## What needs to be done
Copy all of the following material line for line, changing nothing.

## Supplied information
** Begin **

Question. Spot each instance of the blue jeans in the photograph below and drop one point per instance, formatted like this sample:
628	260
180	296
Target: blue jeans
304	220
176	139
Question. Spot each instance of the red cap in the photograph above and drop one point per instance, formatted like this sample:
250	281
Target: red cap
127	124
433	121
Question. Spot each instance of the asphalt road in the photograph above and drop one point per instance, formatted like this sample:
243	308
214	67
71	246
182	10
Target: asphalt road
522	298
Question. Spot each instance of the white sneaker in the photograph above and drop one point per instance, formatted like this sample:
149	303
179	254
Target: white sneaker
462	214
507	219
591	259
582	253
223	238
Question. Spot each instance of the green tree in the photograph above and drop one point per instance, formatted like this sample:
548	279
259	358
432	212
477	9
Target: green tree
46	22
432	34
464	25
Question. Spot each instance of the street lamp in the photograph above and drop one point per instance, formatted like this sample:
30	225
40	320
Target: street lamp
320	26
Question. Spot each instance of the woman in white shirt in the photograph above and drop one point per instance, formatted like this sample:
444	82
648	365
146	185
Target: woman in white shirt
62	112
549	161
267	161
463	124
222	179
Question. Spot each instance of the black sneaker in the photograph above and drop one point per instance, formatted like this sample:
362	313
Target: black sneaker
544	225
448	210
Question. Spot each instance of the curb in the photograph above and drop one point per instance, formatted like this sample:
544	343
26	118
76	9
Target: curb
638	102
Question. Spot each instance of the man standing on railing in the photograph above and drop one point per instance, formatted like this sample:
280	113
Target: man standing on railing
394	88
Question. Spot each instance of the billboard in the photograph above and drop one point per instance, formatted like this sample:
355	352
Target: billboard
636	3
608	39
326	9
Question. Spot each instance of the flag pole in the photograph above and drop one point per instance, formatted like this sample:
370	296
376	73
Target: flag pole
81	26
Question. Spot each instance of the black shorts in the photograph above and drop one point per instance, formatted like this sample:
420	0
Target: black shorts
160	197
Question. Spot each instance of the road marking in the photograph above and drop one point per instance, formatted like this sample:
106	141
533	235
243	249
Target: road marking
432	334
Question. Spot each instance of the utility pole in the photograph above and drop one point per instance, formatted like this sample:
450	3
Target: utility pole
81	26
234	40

** End **

## Correct answer
Question. Spot each instance of the blue jeans in the photograph below and drop one point per instance, formatted like this sample:
628	260
180	296
Target: blue jeans
304	220
176	139
Question. Spot each instance of the red cap in the photograph above and drop one point per instance, formatted like this sample:
250	281
Target: red cap
127	124
433	121
Question. Spot each instance of the asphalt road in the photograph above and drop one point per instance, formatted like this sample:
243	308
214	67
71	246
182	10
Target: asphalt road
522	298
Question. Spot each instance of the white sneaker in the photograph above and drop one point per instance, formatted like this sample:
149	303
179	254
Target: white sneaker
462	214
507	219
591	259
582	253
223	238
Question. Spot each instance of the green tree in the photograph above and drop one point per instance, formatted like this sample:
548	279
259	358
432	212
477	9
Target: green tree
46	22
432	34
464	25
Question. Spot each instance of the street lamp in the photograph above and drop one point per instance, formatted like this sample:
30	225
40	320
Target: street lamp
320	26
Question. Spot each instance of the woman in white shirt in the photograph above and drop one point per instance, formatted like this sample:
444	82
648	365
146	185
Target: woman in white shirt
62	112
549	161
267	161
463	124
222	179
Question. Spot each instance of the black sneaker in the photograph above and drop one point per instance, formatted like this sample:
362	313
Target: black sneaker
544	225
448	210
Question. Spot each instance of the curb in the photograph above and drop one point per instance, formatted like this sample:
544	343
26	118
76	9
Target: curb
638	102
Question. Spot each instance of the man standing on railing in the photograph above and drop one point per instance, formatted like this sample:
280	113
Target: man standing on railing
394	88
Question. Spot each instance of the billboard in the photograph above and drop one point per instance, formatted like this sample:
355	352
Target: billboard
636	3
608	39
326	9
Question. Spot each instance of the flag pole in the photograph above and drop one point per instance, formatted like this sample:
370	296
376	73
Target: flag pole
81	26
Question. Spot each instance of the black shorts in the photograph above and drop one point per instance, formatted like this sample:
420	0
Target: black shorts
160	197
Question. Spot each instance of the road marking in the photograph above and drop one point per instance, formatted like this sample:
106	141
533	235
243	249
Target: road marking
432	334
Question. Spot each instance of the utility pole in the photograph above and drop one point per instance, formatted like this sample:
450	3
Target: utility pole
81	26
234	40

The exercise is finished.